Referring expression pointing data:
###
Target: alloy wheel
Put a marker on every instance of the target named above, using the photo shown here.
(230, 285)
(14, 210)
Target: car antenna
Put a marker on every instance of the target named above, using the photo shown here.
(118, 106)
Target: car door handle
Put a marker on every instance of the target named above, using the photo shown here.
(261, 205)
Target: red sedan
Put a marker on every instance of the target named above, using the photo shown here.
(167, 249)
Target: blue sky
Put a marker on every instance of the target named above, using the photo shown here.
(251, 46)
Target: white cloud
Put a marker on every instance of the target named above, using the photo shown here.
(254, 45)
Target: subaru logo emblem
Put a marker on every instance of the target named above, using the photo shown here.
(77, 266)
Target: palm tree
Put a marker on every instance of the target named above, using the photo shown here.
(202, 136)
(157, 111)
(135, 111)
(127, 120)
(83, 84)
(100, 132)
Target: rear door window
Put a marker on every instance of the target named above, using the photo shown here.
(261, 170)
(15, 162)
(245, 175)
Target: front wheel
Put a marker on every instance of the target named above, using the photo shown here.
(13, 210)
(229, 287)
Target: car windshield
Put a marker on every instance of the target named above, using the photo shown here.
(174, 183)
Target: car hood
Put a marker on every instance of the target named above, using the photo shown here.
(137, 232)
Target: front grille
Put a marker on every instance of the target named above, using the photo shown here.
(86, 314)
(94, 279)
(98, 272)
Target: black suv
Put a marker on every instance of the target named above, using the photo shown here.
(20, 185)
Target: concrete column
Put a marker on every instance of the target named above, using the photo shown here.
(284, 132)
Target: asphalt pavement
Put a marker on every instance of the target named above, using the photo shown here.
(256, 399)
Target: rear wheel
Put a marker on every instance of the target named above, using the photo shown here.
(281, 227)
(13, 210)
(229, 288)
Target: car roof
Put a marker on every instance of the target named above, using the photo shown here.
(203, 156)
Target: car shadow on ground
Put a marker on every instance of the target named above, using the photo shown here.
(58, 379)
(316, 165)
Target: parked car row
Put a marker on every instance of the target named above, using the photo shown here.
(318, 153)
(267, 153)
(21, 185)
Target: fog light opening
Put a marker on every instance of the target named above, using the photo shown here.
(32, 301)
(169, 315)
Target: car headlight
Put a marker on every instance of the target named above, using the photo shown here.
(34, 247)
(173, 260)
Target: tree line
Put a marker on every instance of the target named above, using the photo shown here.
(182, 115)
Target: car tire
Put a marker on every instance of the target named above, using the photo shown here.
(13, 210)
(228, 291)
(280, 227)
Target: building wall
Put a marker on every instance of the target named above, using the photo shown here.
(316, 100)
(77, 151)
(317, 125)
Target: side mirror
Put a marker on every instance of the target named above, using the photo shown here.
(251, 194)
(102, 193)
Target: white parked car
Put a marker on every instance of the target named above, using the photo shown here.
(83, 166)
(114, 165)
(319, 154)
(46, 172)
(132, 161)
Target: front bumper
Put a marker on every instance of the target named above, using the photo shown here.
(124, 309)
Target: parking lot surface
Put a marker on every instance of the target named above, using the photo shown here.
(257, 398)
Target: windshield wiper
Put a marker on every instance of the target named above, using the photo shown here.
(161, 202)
###
• _WHAT TO WORK ON_:
Transcribe the entries above exactly.

• _TASK SOLUTION_:
Target: alloy wheel
Put a marker on every instance of the target named above, using the photo shown here.
(230, 285)
(14, 210)
Target: car antenna
Put a marker on every instance of the target named above, using the photo shown here.
(118, 106)
Target: car door handle
Put a marker on every instance of the target named above, using the photo shown here.
(261, 205)
Target: red sedan
Put a marker on every instance of the target named above, using the photo shown here.
(167, 249)
Target: blue sky
Put a marker on every instance of the target named above, using the photo shown here.
(251, 46)
Target: white cloud
Put a marker on every instance of the target named above, using the photo shown here.
(254, 45)
Target: subaru logo emblem
Put a marker on every instance of the target named above, using the photo shown here.
(77, 266)
Target: palm tree
Put a marker on every instance of the target named above, using the photo shown here.
(202, 136)
(157, 111)
(135, 111)
(127, 120)
(83, 84)
(100, 132)
Target: rear door window
Put a marker on every instance of the target named above, using the photo shown here.
(261, 170)
(15, 162)
(245, 175)
Target: front wheel
Put a marker on every instance of the target named above, using the photo shown here.
(13, 210)
(229, 287)
Target: car windshield
Put a marker on every instance of the target named above, using the photo shown here.
(174, 183)
Target: car hood
Put a marker on every instance of the target named above, using the photo shown here.
(137, 232)
Target: front grille
Put a marker on every instance of the target named above, using the photo shown here.
(86, 314)
(94, 279)
(98, 272)
Target: black suv
Put a marker on every instance of the target named above, using the photo shown here.
(20, 185)
Target: concrete column
Put a marker on every instance of the target named above, using the photo shown here.
(284, 132)
Target: asphalt pavement
Put a marker on every instance of the target named above, using the photo shown here.
(256, 399)
Target: rear wheel
Put a marker on every instance of the target named above, using the photo shown here.
(281, 227)
(13, 210)
(229, 288)
Target: car roof
Put a marker on every instance of the target named above, using the photo shown here.
(203, 156)
Target: car shadow on ground
Put a marker on every instance of the target named above, using the photo shown here.
(58, 379)
(316, 165)
Target: parked car row
Put a marker on every instance of the target named above, using the photo shown here.
(318, 153)
(267, 153)
(21, 185)
Target: fog light opening
Put a marker on every instance of the target named above, using the photo shown here.
(32, 301)
(169, 315)
Target: car headlight
Put a marker on every instance of the target named above, using the photo shown here.
(34, 247)
(173, 260)
Target: tree line
Put a marker on every instance of the target named above, using the photo shown here.
(182, 115)
Target: car tire
Put a marker on every instance of the target named above, using the photo shown here.
(13, 210)
(228, 291)
(280, 227)
Target: building wall
Put a marker on every instance of the target named above, using the photo shown here.
(316, 100)
(77, 151)
(317, 125)
Target: side mirror
Put a marker on every instance of the target named above, using the photo shown here.
(251, 194)
(102, 193)
Target: white parked car
Put a marker on every instance of the target named above, using the photo shown here.
(83, 166)
(114, 165)
(319, 154)
(46, 172)
(132, 161)
Target: front bumper
Put a marker on every instance of the target named above, using the photo shown here.
(124, 309)
Target: parking lot surface
Put a marker on every instance of the target named above, using the photo shown here.
(257, 398)
Target: windshield wiper
Put a marker on every instance of the target named above, using the photo shown here.
(161, 202)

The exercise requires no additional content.